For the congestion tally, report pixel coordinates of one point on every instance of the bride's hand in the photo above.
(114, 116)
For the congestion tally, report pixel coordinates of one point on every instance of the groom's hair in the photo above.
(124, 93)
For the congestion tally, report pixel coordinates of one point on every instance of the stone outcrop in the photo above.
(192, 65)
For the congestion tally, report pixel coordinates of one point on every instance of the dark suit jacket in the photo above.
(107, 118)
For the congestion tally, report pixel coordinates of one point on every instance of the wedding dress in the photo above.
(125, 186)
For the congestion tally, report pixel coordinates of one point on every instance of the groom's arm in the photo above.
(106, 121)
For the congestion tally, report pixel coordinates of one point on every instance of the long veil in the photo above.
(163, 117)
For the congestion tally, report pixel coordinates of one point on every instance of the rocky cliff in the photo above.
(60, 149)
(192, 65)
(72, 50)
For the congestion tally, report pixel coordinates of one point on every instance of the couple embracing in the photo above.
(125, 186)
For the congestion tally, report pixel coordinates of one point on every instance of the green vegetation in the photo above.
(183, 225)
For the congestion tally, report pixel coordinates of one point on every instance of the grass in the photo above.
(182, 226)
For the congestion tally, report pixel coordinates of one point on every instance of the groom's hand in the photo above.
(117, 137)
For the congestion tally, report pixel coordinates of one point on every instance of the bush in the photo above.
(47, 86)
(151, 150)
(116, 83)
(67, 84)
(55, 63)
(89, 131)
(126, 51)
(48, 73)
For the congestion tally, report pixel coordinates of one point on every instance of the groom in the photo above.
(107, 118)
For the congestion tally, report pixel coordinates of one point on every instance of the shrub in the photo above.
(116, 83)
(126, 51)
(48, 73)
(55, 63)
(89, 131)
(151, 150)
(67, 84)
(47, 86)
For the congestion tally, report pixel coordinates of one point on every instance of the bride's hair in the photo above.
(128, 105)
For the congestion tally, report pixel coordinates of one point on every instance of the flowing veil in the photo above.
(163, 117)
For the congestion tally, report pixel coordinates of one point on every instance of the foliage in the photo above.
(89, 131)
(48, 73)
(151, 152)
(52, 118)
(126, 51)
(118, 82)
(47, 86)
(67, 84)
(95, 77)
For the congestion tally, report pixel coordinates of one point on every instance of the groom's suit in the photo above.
________________________________________
Print all of the lines above so that each one matches its original exactly.

» **TASK OUTPUT**:
For the congestion tally, report pixel coordinates of one point on every instance of the bride's hand in the photo above.
(114, 116)
For the congestion tally, report pixel coordinates of one point on every instance of the groom's hair in the photo above.
(124, 93)
For the congestion tally, report pixel coordinates of one point on every instance of the stone outcrop in the photo above.
(192, 65)
For the congestion tally, report pixel coordinates of one point on every instance of the dark suit jacket in the photo above.
(107, 118)
For the congestion tally, report pixel coordinates of one point on every instance of the wedding dress in the photo above.
(125, 186)
For the congestion tally, report pixel coordinates of one point on every instance of the groom's arm in the photo above.
(106, 121)
For the congestion tally, report pixel coordinates of one point on every instance of the long veil in the photo above.
(163, 117)
For the congestion tally, report pixel coordinates of one point on every instance of the rocky cliff in the photo above.
(60, 149)
(192, 65)
(72, 50)
For the congestion tally, report pixel coordinates of one point on every instance of the couple embracing in the photo above.
(125, 186)
For the congestion tally, report pixel coordinates of one point on every instance of the green vegetation in the photo above.
(183, 225)
For the congestion tally, report pixel coordinates of one point on every instance of the grass in the photo above.
(182, 226)
For the congestion tally, report pixel coordinates of one point on every instance of the groom's hand in the photo above.
(117, 137)
For the congestion tally, report pixel coordinates of one point on every instance of the bush in the photo above.
(47, 86)
(151, 150)
(116, 83)
(67, 84)
(55, 63)
(89, 131)
(126, 51)
(48, 73)
For the congestion tally, report pixel coordinates of one point on every instance of the groom in the photo above.
(107, 118)
For the congestion tally, report pixel coordinates of one point on every instance of the shrub in the photo above.
(116, 83)
(126, 51)
(48, 73)
(55, 63)
(89, 131)
(151, 150)
(67, 84)
(47, 86)
For the congestion tally, report pixel coordinates of one point on every instance of the bride's hair in the photo above.
(128, 105)
For the congestion tally, report pixel coordinates of one point on every instance of the flowing veil in the photo above.
(163, 117)
For the congestion tally, report pixel coordinates of one point on every instance of the foliage in the photo above.
(89, 131)
(48, 73)
(151, 152)
(52, 118)
(126, 51)
(118, 82)
(47, 86)
(67, 84)
(95, 77)
For the congestion tally, report pixel coordinates of one point on every instance of the groom's suit in the photo above.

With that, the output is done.